▸ **Description of the task**:
Please express the lines of the entries below as a JSON list of strings, one string per line with blank lines omitted, starting at the line containing "Would you mind picking out the tree" and ending at the line containing "<point>439,117</point>", both included.

━━━━━━━━━━

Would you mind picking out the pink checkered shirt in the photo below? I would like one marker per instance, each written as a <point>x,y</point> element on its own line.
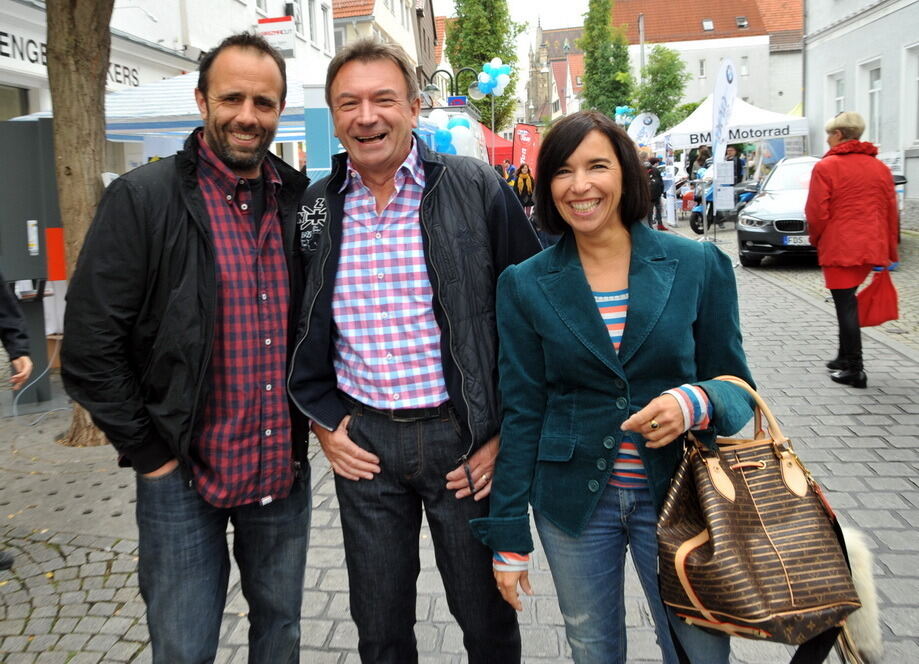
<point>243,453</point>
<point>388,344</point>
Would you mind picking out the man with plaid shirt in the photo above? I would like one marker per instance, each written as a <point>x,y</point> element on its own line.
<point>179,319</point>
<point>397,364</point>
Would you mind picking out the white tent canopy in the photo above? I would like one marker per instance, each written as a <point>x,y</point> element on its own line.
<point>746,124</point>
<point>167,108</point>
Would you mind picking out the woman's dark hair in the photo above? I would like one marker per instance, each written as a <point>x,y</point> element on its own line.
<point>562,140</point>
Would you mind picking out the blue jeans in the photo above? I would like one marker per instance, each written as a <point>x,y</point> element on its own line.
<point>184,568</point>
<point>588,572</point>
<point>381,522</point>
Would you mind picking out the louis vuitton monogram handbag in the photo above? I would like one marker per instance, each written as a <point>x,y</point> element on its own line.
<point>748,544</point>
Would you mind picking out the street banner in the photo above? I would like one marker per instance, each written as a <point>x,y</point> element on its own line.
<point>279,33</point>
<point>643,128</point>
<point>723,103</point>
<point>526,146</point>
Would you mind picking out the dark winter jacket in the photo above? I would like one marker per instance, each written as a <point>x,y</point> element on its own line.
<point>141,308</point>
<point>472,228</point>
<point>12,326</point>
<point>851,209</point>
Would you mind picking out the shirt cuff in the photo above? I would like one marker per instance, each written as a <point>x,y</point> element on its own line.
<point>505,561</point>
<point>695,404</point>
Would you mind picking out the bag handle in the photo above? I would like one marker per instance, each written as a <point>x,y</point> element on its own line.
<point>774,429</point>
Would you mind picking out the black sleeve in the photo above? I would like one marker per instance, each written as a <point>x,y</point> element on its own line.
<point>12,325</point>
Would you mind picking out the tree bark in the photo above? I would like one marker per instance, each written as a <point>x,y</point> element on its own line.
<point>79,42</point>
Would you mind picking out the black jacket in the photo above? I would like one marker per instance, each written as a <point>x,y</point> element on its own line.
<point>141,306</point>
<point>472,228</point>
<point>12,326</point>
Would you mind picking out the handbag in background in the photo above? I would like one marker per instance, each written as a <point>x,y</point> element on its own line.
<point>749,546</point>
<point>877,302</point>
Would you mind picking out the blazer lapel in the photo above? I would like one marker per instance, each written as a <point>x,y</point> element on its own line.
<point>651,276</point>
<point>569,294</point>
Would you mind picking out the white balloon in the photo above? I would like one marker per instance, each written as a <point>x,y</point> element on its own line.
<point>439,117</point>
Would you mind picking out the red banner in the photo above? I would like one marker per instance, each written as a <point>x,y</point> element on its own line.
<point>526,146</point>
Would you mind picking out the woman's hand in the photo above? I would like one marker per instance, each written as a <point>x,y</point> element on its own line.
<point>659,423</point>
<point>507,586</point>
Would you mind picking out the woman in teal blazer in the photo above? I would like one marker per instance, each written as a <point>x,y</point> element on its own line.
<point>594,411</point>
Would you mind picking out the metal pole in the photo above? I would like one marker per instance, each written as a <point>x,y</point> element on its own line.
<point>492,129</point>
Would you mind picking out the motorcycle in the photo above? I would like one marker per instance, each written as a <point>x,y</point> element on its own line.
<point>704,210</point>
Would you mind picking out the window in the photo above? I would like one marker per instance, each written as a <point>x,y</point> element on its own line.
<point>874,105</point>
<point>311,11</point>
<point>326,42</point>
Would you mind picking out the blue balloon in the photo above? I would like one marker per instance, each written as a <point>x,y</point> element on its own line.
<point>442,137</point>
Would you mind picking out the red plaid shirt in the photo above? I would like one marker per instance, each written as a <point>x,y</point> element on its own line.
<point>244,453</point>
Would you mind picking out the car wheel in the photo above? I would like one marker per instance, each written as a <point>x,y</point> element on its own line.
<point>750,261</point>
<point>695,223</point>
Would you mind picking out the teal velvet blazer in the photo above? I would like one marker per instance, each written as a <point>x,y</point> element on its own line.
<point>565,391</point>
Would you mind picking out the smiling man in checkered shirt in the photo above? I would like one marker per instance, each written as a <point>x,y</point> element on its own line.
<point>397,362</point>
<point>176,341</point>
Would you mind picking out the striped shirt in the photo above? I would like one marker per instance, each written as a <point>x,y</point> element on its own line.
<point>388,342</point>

━━━━━━━━━━

▸ **Result below**:
[
  "Would you mind picking out the tree bark in the photo above? I would like one marker per instance, each written as a <point>x,y</point> element on its own line.",
  "<point>79,42</point>",
  "Would you mind picking out the black jacket in the photo above? I would like one marker per instance, each written as a <point>x,y</point> element on its own line.",
  "<point>141,306</point>",
  "<point>472,228</point>",
  "<point>12,326</point>",
  "Would you mind picking out the handbag in background in the photo above? I would like one marker per instance, each written as a <point>x,y</point> element on its own line.",
  "<point>749,546</point>",
  "<point>877,302</point>",
  "Would you mind picking out the blazer lapel in the photo above? I would like one marker per instance, each written as a <point>x,y</point> element on its own line.",
  "<point>651,276</point>",
  "<point>569,294</point>",
  "Would you mind picking out the white balloon in the photo above? I would like one marker per instance, each written as a <point>x,y</point> element on its own line.",
  "<point>439,117</point>"
]